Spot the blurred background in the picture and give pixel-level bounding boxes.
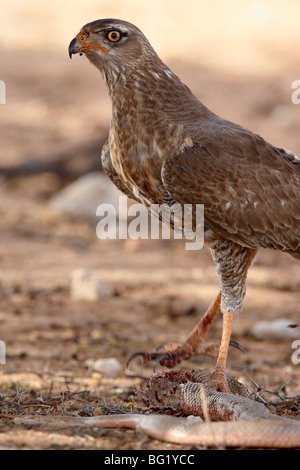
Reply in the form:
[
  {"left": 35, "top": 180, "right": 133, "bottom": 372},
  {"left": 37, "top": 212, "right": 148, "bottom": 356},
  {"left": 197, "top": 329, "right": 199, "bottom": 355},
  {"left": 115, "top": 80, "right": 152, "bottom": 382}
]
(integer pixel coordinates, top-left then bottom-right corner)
[{"left": 0, "top": 0, "right": 300, "bottom": 445}]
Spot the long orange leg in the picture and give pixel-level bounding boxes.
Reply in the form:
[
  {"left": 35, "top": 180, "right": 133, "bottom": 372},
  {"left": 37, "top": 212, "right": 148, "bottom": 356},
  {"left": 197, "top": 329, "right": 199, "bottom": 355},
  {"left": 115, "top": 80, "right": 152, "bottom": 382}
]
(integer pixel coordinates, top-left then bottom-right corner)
[
  {"left": 127, "top": 293, "right": 221, "bottom": 367},
  {"left": 209, "top": 312, "right": 234, "bottom": 393}
]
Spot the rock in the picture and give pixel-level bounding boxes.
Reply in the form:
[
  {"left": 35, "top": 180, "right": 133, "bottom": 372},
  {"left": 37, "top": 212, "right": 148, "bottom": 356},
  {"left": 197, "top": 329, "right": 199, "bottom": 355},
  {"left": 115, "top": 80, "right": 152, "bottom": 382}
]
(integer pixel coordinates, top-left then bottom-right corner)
[
  {"left": 249, "top": 318, "right": 300, "bottom": 339},
  {"left": 88, "top": 357, "right": 122, "bottom": 377},
  {"left": 71, "top": 269, "right": 114, "bottom": 302},
  {"left": 49, "top": 172, "right": 121, "bottom": 219}
]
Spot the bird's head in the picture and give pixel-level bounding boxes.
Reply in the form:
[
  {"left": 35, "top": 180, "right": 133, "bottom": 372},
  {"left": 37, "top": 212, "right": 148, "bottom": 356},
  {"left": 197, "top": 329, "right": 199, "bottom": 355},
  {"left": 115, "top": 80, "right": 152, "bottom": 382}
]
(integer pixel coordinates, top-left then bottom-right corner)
[{"left": 69, "top": 19, "right": 155, "bottom": 70}]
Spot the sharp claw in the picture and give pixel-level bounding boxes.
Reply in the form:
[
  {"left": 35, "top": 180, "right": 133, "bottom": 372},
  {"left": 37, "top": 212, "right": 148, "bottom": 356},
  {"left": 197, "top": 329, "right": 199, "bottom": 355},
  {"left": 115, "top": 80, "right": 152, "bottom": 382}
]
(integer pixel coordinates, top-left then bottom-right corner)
[
  {"left": 154, "top": 343, "right": 165, "bottom": 352},
  {"left": 229, "top": 339, "right": 245, "bottom": 354},
  {"left": 153, "top": 354, "right": 166, "bottom": 372}
]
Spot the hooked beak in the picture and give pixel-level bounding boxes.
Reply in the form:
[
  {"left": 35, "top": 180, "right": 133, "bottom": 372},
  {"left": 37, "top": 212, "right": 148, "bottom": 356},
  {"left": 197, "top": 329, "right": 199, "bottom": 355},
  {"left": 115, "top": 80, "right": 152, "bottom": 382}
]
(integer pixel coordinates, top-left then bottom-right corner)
[
  {"left": 69, "top": 38, "right": 82, "bottom": 59},
  {"left": 69, "top": 32, "right": 109, "bottom": 59}
]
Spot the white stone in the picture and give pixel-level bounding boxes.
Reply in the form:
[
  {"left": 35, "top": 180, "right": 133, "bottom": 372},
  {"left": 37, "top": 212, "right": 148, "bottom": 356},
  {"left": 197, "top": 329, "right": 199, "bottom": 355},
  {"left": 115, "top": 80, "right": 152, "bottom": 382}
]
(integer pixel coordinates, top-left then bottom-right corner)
[
  {"left": 49, "top": 172, "right": 121, "bottom": 218},
  {"left": 89, "top": 357, "right": 122, "bottom": 377},
  {"left": 71, "top": 269, "right": 114, "bottom": 302}
]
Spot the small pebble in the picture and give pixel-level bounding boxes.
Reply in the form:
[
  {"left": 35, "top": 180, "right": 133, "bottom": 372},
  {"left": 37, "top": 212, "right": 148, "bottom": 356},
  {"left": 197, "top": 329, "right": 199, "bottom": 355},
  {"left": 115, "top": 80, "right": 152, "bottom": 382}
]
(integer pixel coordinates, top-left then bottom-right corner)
[
  {"left": 249, "top": 318, "right": 300, "bottom": 339},
  {"left": 71, "top": 269, "right": 114, "bottom": 302}
]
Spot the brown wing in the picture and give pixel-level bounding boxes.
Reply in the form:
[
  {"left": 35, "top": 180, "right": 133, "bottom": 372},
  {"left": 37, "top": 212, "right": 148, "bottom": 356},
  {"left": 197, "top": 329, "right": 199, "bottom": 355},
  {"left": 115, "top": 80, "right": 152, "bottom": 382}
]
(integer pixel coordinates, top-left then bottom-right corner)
[
  {"left": 162, "top": 137, "right": 300, "bottom": 255},
  {"left": 101, "top": 140, "right": 140, "bottom": 202}
]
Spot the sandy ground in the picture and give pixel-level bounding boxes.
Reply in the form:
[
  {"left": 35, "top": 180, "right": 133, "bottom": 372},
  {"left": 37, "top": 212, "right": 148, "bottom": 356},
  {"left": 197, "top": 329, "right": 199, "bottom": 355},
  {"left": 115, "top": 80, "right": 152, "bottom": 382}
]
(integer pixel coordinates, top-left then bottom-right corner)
[{"left": 0, "top": 2, "right": 300, "bottom": 449}]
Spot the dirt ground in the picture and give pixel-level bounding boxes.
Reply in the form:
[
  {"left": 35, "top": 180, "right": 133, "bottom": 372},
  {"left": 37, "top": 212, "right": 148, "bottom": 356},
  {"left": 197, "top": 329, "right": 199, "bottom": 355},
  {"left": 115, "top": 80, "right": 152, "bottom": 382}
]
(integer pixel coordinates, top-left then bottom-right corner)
[{"left": 0, "top": 3, "right": 300, "bottom": 450}]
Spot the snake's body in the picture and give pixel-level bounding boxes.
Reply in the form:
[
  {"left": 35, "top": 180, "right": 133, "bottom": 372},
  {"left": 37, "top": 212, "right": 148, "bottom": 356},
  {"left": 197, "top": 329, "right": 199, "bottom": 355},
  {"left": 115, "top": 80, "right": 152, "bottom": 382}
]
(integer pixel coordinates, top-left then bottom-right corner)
[
  {"left": 15, "top": 369, "right": 300, "bottom": 449},
  {"left": 92, "top": 369, "right": 300, "bottom": 448}
]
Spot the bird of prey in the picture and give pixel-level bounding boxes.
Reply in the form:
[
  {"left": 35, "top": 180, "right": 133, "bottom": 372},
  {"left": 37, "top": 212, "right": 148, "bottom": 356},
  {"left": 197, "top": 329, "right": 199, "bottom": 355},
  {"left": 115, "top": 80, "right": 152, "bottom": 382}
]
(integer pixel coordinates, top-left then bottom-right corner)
[{"left": 69, "top": 19, "right": 300, "bottom": 393}]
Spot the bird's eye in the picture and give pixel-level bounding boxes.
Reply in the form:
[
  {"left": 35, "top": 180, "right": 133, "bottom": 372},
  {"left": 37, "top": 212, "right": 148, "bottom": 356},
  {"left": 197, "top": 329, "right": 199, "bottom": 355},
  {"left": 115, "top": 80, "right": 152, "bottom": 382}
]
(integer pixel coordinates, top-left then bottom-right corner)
[{"left": 106, "top": 31, "right": 121, "bottom": 42}]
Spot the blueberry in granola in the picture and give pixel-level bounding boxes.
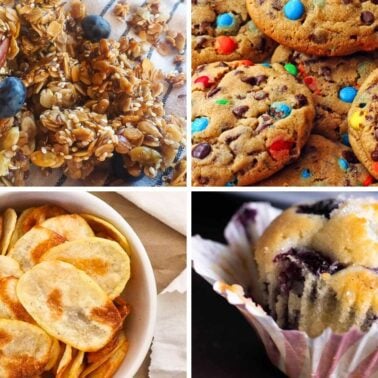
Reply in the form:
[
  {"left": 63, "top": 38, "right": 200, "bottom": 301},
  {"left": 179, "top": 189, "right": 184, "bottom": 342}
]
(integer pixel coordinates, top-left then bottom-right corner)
[
  {"left": 81, "top": 15, "right": 111, "bottom": 42},
  {"left": 0, "top": 76, "right": 26, "bottom": 119}
]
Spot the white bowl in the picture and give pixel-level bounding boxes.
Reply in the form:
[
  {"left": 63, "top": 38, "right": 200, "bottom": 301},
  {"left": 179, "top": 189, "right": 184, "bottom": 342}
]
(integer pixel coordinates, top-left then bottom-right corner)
[{"left": 0, "top": 191, "right": 157, "bottom": 378}]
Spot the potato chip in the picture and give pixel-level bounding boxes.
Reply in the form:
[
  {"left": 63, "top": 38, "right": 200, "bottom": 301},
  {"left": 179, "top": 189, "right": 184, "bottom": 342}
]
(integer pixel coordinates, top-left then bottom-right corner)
[
  {"left": 88, "top": 332, "right": 129, "bottom": 378},
  {"left": 10, "top": 205, "right": 67, "bottom": 247},
  {"left": 41, "top": 238, "right": 130, "bottom": 299},
  {"left": 0, "top": 209, "right": 17, "bottom": 255},
  {"left": 80, "top": 214, "right": 130, "bottom": 253},
  {"left": 8, "top": 226, "right": 66, "bottom": 272},
  {"left": 0, "top": 319, "right": 52, "bottom": 378},
  {"left": 41, "top": 214, "right": 94, "bottom": 240},
  {"left": 0, "top": 277, "right": 34, "bottom": 323},
  {"left": 0, "top": 256, "right": 23, "bottom": 278},
  {"left": 17, "top": 260, "right": 122, "bottom": 351}
]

- **PROMPT**
Recast the part of the records that opens with the line containing "Spot the blueberry" and runs through the end of the records as a JSON list of strings, one per line, with blank lines omitted and the pictures left out.

- **CORRECT RESULT**
[
  "Spot the blueberry in granola in the picture and give pixel-level bounding boxes.",
  "Reply in the form:",
  "[",
  "  {\"left\": 63, \"top\": 38, \"right\": 200, \"bottom\": 301},",
  "  {\"left\": 179, \"top\": 189, \"right\": 184, \"bottom\": 342}",
  "]",
  "(integer pixel coordinates, top-left then bottom-right corner)",
  "[",
  "  {\"left\": 81, \"top\": 15, \"right\": 111, \"bottom\": 42},",
  "  {\"left\": 0, \"top\": 76, \"right\": 26, \"bottom\": 119}",
  "]",
  "Spot the white bowl in the picture and give pixel-level bounding boxes.",
  "Reply in the form:",
  "[",
  "  {\"left\": 63, \"top\": 38, \"right\": 200, \"bottom\": 301},",
  "  {\"left\": 179, \"top\": 189, \"right\": 184, \"bottom\": 342}",
  "]",
  "(integer pixel coordinates, top-left then bottom-right corner)",
  "[{\"left\": 0, \"top\": 191, \"right\": 157, \"bottom\": 378}]",
  "Spot the potato chip in the picture and give pixel-level bounding boxes.",
  "Reply in the form:",
  "[",
  "  {\"left\": 63, \"top\": 38, \"right\": 200, \"bottom\": 301},",
  "  {\"left\": 179, \"top\": 189, \"right\": 184, \"bottom\": 342}",
  "]",
  "(integer pixel coordinates, top-left then bottom-right corner)",
  "[",
  "  {\"left\": 88, \"top\": 332, \"right\": 129, \"bottom\": 378},",
  "  {\"left\": 10, \"top\": 205, \"right\": 67, \"bottom\": 247},",
  "  {\"left\": 41, \"top\": 238, \"right\": 130, \"bottom\": 299},",
  "  {\"left\": 0, \"top\": 209, \"right\": 17, \"bottom\": 255},",
  "  {\"left\": 80, \"top\": 214, \"right\": 130, \"bottom\": 253},",
  "  {\"left\": 8, \"top\": 226, \"right\": 66, \"bottom\": 272},",
  "  {\"left\": 0, \"top\": 319, \"right\": 52, \"bottom\": 378},",
  "  {\"left\": 41, \"top\": 214, \"right\": 94, \"bottom\": 240},",
  "  {\"left\": 0, \"top\": 277, \"right\": 34, \"bottom\": 323},",
  "  {\"left\": 0, \"top\": 256, \"right\": 23, \"bottom\": 278},",
  "  {\"left\": 17, \"top\": 260, \"right\": 122, \"bottom\": 351}",
  "]"
]